[O problema] Dê continuidade à reportagem sobre o aumento de mortes em casa em São Paulo durante a pandemia, a partir da última frase apresentada.

[Trecho do texto]
26/04/2020

SP: COVID-19 - DOBRA NÚMERO DE MORTES EM CASA DURANTE PANDEMIA

Em São Paulo, número de mortes em casa dobra durante pandemia de Covid-19

Socorristas do Samu preparam cadáver de mulher idosa que morreu com suspeita de estar contaminada pelo novo coronavírus Foto: Yan Boechat
Socorristas do Samu preparam cadáver
de mulher idosa que morreu com suspeita
de estar contaminada pelo novo coronavírus
Logo depois de acordar, no feriado de 21 de abril, Rogério da Silva Filho, de 44 anos, sentiu-se mal e caiu no banheiro de seu apartamento, na Zona Sul de São Paulo.

Ana Cristina Silva, sua mulher, conseguiu carregá-lo para a cama, mas em poucos minutos Rogério morreu. Levou oito horas até que o corpo fosse retirado e transportado para o cemitério da Praia Grande, litoral de São Paulo.

— O único problema que ele tinha era a pressão alta, mas estava controlada. De repente ele se foi, é difícil de acreditar — conta Ana Cristina, que passou quatro horas ao lado do corpo do marido até a chegada do Serviço de Atendimento Móvel de Urgência (Samu).

Como em todos os casos assim, o corpo de Rogério foi preparado por médicos e enfermeiros do Samu: foi despido, desinfetado com uma solução de água com hipoclorito de sódio e colocado em um saco plástico. Ficou assim por mais quatro horas no quarto, até que o serviço funerário o levasse direto para o cemitério, onde foi enterrado ao lado dos pais, depois de uma cerimônia simples.

Rogério havia recebido o resultado positivo para a Covid-19 poucos dias antes de morrer. Parecia estar se recuperando bem. Por duas vezes ele havia ido ao Hospital Cruz Azul, na região central da capital, onde trabalhava como analista de sistemas. Nas duas vezes foi instruído a voltar para casa e acompanhar os sintomas.

O caso revela um novo drama causado pela pandemia. São Paulo, cidade mais afetada pela doença no país, tem registrado um número crescente de pessoas que morrem em casa vítimas do novo coronavírus.

[Registros armazenados]
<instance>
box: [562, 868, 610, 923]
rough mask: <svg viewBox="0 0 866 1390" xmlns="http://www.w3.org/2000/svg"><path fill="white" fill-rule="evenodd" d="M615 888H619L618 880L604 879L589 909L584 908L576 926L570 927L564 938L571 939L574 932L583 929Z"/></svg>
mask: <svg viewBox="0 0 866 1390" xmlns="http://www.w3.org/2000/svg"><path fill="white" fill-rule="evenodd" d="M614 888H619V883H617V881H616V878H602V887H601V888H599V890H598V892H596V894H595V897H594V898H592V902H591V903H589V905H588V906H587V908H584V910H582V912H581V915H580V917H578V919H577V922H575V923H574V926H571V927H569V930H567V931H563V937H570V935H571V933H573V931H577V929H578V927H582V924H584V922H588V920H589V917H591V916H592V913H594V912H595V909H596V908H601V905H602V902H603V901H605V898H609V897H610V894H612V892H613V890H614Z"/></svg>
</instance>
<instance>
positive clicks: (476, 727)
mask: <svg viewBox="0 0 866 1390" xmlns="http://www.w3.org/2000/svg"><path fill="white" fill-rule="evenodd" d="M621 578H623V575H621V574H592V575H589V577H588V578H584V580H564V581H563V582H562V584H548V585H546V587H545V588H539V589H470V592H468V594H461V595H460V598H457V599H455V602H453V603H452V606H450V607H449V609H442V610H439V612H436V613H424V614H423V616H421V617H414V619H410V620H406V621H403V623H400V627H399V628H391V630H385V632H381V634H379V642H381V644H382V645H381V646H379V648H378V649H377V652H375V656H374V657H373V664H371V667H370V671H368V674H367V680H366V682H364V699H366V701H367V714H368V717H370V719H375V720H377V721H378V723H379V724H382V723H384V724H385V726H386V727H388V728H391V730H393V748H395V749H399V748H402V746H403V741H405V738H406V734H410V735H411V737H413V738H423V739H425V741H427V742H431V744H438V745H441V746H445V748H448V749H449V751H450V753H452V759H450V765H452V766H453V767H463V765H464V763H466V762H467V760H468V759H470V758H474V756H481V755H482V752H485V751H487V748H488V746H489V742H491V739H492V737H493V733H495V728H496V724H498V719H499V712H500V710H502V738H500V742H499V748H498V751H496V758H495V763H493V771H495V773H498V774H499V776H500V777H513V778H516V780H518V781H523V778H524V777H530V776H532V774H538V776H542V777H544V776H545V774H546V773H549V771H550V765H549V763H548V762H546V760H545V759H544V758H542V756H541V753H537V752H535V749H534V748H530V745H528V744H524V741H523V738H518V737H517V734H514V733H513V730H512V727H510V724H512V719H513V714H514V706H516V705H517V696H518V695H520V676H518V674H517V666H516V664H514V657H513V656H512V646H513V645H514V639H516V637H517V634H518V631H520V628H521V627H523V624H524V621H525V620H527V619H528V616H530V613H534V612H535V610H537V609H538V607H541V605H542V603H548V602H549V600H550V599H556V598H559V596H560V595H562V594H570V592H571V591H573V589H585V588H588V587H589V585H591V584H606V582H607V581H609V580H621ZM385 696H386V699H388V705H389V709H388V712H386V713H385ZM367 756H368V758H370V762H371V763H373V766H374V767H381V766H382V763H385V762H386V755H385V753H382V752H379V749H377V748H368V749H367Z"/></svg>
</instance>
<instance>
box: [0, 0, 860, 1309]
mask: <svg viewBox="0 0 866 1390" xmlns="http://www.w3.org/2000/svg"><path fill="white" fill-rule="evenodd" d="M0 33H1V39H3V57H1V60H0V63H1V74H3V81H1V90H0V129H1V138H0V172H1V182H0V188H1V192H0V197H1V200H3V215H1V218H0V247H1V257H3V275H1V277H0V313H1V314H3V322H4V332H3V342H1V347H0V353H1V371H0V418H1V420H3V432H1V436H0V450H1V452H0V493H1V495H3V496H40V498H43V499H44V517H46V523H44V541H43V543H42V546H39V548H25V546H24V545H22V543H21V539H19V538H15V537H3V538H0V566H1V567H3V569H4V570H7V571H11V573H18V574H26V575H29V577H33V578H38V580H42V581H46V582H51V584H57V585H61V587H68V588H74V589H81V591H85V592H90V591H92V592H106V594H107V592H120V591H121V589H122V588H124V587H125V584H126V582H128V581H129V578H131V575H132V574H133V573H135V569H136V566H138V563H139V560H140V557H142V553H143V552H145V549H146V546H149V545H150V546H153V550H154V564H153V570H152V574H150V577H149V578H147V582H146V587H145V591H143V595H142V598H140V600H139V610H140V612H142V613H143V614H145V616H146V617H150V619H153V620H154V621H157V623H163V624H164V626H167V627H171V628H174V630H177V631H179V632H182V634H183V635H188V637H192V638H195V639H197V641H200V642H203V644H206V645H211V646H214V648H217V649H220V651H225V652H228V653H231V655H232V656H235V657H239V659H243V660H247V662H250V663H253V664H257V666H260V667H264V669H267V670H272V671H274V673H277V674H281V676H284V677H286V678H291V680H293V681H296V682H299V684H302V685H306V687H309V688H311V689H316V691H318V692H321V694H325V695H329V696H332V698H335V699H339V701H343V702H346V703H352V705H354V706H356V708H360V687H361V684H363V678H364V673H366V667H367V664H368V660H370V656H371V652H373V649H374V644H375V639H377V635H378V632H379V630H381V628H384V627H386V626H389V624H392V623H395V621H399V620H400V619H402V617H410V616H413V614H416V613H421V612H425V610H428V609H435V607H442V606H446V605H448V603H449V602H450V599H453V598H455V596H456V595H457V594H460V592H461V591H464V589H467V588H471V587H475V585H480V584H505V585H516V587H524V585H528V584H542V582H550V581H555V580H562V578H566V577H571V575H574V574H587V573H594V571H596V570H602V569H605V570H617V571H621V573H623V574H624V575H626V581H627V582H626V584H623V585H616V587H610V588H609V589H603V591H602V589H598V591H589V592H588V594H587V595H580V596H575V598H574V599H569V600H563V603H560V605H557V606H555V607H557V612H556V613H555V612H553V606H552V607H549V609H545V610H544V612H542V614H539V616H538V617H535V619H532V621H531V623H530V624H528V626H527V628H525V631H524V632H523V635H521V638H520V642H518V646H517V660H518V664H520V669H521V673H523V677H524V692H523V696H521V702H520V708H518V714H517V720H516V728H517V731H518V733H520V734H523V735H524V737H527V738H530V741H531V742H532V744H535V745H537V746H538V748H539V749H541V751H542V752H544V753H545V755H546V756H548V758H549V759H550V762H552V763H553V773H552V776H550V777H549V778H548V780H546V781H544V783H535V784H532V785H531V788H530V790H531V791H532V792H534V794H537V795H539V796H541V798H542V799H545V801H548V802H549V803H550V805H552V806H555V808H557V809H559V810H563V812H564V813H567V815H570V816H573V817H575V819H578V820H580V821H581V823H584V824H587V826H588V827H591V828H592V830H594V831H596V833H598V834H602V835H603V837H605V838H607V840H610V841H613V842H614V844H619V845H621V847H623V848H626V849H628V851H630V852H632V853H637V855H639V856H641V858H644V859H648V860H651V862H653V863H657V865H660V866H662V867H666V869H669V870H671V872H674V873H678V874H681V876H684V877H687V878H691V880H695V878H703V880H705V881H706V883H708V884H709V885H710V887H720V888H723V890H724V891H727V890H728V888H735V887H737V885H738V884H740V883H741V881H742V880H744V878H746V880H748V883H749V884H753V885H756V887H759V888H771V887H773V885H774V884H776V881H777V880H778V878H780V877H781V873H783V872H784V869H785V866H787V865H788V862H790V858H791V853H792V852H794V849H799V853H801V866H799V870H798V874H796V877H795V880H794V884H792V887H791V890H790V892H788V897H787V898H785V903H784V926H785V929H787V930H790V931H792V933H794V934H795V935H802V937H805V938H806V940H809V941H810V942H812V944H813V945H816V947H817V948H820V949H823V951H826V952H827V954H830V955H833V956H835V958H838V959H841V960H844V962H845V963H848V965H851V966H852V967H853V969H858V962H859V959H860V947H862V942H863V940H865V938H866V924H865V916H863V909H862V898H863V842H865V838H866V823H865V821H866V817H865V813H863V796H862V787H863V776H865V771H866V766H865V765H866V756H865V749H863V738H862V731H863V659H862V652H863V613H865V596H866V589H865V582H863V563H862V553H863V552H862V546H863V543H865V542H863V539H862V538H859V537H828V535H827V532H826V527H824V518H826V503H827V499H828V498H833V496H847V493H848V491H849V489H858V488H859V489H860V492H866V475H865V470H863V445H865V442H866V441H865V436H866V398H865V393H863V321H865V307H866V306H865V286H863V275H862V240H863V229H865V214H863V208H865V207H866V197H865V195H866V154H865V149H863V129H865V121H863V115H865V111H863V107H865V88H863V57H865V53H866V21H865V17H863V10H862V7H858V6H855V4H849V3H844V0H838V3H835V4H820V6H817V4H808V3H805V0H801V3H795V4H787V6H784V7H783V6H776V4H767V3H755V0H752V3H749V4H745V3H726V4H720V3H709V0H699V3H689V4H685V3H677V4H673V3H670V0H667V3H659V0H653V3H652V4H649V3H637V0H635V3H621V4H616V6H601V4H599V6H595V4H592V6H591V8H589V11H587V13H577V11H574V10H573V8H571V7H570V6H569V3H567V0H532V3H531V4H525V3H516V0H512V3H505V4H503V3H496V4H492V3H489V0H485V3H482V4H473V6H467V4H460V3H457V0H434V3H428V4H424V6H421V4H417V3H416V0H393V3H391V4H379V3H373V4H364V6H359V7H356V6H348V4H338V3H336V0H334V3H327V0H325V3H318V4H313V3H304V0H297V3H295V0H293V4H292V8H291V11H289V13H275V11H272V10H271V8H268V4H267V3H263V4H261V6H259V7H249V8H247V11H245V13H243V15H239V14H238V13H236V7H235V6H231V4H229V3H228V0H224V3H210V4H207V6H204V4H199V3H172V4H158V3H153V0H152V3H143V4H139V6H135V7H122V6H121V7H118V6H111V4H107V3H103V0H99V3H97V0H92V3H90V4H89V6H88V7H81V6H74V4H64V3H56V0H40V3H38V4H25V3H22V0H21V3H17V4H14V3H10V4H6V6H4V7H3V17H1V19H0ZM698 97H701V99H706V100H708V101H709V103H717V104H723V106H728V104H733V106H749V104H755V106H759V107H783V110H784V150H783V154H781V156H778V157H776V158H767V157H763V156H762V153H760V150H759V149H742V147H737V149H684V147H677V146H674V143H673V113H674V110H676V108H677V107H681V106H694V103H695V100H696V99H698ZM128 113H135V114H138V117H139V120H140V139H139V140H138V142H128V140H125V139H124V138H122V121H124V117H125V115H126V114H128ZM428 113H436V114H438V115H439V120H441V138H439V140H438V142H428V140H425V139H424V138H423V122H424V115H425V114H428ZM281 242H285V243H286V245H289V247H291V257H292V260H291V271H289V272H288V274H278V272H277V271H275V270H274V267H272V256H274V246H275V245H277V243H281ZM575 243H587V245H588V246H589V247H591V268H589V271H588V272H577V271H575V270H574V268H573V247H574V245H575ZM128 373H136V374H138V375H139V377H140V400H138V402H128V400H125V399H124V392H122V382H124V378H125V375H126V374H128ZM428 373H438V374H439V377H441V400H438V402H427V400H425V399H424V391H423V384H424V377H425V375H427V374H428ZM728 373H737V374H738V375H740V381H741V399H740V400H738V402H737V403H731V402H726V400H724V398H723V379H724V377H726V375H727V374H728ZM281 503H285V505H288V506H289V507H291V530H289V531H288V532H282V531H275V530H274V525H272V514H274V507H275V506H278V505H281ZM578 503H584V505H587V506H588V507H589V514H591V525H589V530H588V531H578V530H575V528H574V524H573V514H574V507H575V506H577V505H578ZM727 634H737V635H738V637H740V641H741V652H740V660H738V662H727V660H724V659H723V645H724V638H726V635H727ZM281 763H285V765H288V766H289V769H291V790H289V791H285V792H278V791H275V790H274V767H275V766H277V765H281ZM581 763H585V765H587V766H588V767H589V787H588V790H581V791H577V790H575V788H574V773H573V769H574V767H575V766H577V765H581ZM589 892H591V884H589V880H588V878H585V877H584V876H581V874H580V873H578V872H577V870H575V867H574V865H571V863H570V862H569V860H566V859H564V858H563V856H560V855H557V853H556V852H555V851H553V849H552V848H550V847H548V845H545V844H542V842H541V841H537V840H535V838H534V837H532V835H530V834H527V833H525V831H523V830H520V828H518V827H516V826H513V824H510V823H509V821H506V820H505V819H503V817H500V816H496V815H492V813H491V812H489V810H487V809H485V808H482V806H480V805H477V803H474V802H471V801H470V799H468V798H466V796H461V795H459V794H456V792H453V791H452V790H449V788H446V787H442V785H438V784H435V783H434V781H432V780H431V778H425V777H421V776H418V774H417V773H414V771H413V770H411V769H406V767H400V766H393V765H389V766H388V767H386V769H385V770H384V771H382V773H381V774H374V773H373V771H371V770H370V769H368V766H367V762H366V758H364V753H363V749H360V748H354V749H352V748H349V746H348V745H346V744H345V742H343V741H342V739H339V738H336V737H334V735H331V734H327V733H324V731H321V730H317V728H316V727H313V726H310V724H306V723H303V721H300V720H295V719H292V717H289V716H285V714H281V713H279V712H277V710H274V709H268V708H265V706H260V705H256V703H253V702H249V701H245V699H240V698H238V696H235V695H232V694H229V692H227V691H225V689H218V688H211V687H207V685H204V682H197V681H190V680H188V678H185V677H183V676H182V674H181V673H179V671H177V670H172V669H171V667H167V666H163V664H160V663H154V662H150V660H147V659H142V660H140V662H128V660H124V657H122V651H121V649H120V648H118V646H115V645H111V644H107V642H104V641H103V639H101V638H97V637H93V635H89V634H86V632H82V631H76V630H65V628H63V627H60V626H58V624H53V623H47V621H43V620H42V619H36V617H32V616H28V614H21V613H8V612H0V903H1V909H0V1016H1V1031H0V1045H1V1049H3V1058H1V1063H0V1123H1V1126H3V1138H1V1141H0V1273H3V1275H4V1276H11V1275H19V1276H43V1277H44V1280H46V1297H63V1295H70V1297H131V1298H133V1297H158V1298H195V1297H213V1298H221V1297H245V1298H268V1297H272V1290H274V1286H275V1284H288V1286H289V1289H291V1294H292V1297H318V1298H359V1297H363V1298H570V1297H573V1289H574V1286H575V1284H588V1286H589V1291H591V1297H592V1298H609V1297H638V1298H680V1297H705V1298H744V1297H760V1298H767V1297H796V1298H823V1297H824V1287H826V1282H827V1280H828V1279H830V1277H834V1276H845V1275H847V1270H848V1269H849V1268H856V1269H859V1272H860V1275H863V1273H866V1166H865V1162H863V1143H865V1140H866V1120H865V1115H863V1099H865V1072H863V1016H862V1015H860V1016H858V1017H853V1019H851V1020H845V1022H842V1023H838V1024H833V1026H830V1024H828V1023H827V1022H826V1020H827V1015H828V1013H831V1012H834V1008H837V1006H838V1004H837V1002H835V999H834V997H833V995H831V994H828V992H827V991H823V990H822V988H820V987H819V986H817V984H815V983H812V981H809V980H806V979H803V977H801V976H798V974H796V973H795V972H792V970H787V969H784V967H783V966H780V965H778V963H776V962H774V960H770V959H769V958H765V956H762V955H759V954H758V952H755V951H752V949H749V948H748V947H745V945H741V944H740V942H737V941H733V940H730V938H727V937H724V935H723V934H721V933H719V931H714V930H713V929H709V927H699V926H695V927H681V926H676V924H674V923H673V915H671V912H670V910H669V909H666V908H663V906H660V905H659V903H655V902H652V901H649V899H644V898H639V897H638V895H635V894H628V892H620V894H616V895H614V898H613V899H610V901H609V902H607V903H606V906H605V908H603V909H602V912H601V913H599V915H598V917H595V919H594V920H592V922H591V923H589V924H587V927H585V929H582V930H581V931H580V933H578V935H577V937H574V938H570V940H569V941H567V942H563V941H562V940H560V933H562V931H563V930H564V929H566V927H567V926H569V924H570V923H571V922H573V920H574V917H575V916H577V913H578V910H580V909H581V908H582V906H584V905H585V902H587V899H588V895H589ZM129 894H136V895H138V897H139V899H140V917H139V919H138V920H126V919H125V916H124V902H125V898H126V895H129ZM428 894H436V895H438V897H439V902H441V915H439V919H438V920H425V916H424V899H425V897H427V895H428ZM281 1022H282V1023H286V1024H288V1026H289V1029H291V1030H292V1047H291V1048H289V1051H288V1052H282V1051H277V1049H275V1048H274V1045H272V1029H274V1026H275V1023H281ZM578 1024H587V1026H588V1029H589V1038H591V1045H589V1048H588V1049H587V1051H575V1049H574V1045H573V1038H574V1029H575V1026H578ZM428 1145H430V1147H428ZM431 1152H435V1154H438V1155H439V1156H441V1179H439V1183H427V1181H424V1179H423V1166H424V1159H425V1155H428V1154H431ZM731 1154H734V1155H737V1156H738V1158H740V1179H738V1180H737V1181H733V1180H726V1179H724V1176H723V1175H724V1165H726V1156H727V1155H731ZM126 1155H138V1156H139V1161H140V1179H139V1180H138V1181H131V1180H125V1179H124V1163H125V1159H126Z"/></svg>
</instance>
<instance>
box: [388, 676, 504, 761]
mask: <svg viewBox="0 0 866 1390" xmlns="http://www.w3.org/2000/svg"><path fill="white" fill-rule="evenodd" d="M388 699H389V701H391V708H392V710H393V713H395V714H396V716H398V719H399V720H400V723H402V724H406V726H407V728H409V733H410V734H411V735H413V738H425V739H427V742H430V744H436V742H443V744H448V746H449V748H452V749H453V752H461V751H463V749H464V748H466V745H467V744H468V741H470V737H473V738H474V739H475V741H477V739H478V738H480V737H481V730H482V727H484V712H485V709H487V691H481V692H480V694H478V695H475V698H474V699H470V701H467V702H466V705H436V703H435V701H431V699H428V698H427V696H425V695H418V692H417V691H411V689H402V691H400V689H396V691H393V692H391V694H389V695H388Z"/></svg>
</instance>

[Resposta da tarefa]
Entre os dias 10 e 20 de abril, o Samu emitiu 20 atestados de óbito para moradores da capital que faleceram em seus domicílios com sintomas claros da Covid-19. Todos foram testados para a doença, mas alguns resultados ainda não ficaram prontos.

— As mortes que nós registramos como Covid-19 eram casos em que havia muito poucas dúvidas de que se tratava de uma evolução causada pelo novo coronavírus ou casos em que os pacientes já haviam testado positivo — diz, sem se identificar, um dos diversos médicos do Samu que agora são responsáveis por emitir os atestados de óbito.
Subnotificação

Para o médico, o número real de falecimentos relacionados ao vírus é maior do que o registrado pelo próprio Samu:

— A verdade é que em uma pandemia é impossível saber se os outros casos não estavam também relacionados com a Covid-19.

No mesmo período de dez dias, o Samu emitiu outros 120 atestados de óbito nas residências de São Paulo. Trata-se do dobro do que era registrado em intervalo de tempo semelhante antes da pandemia. Em nenhum desses casos houve teste para Covid-19, ainda que alguns entrem na lista de suspeitos.

Segundo médicos e enfermeiros do serviço entrevistados pelo GLOBO ao longo dos últimos dias, o número de mortes domiciliares relacionadas à Covid-19 cresceu ainda mais nesta última semana.

O Samu não divulgou dados da emissão de atestados de óbito entre os dias 20 e 24. Foi no dia 18 de abril, um sábado, que os médicos do Samu perceberam um aumento nos casos.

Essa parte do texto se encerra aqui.